▶ [YOUR GOAL]:
Rewrite the material from the line containing "Find sweater sleeve." through the line containing "xmin=232 ymin=33 xmax=303 ymax=74". In these lines only, replace every "Find" with "Locate" and change nothing else.

— start —

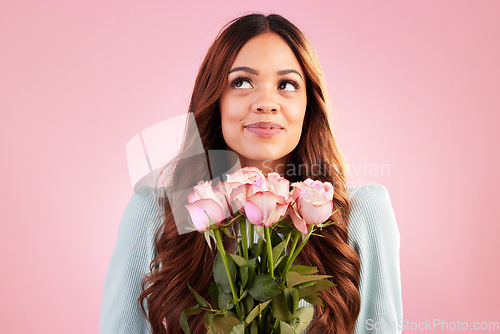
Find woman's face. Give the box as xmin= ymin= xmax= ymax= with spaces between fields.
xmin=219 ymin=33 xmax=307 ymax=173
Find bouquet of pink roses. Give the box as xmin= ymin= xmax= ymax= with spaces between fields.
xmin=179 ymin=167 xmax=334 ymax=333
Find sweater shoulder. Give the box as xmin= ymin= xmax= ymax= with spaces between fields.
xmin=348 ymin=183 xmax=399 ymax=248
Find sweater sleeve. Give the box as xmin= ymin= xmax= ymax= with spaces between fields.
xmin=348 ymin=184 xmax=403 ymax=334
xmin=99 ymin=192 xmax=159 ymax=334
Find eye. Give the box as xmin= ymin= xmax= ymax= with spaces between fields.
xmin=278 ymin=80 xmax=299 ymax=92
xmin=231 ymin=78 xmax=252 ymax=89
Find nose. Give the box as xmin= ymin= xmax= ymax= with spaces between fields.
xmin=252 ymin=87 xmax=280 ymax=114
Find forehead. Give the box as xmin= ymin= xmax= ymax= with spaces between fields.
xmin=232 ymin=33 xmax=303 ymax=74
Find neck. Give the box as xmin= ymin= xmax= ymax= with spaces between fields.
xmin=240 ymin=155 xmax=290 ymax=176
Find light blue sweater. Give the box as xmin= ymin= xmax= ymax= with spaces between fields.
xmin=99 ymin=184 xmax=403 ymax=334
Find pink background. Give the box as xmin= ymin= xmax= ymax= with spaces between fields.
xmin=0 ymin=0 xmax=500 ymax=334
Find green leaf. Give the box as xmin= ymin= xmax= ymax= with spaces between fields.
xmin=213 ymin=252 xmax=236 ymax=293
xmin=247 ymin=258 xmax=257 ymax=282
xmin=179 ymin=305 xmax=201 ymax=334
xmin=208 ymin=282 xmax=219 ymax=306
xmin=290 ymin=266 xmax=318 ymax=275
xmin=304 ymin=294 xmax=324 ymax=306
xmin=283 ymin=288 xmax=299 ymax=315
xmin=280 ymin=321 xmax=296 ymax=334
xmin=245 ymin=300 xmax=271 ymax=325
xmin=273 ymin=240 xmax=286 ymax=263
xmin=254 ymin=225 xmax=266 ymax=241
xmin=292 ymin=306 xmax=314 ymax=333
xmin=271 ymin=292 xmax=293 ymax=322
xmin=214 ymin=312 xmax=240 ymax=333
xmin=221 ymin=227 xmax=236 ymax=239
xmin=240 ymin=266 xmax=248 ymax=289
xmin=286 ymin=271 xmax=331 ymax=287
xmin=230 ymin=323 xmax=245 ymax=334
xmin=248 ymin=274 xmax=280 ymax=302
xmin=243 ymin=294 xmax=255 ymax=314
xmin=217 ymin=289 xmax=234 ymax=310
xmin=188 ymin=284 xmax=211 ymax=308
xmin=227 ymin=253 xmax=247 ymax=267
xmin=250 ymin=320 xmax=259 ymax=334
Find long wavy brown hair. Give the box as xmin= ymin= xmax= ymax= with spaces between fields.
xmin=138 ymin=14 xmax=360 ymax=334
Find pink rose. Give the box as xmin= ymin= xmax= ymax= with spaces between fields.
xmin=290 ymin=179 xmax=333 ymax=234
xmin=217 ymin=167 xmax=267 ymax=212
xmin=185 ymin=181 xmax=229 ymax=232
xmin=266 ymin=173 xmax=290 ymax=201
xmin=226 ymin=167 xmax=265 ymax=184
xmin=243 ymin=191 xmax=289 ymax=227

— end —

▶ [RESPONSE BELOW]:
Locate sweater sleeve. Give the box as xmin= ymin= xmax= ymax= with spaces between fields.
xmin=348 ymin=184 xmax=403 ymax=334
xmin=99 ymin=192 xmax=159 ymax=334
Locate eye. Give the box as xmin= ymin= xmax= ymax= with spaces between fields.
xmin=278 ymin=80 xmax=299 ymax=92
xmin=231 ymin=78 xmax=252 ymax=89
Locate nose. Give the box as xmin= ymin= xmax= ymax= with spaces between fields.
xmin=252 ymin=87 xmax=280 ymax=114
Locate forehead. Give the box as xmin= ymin= xmax= ymax= with spaces between fields.
xmin=232 ymin=33 xmax=303 ymax=74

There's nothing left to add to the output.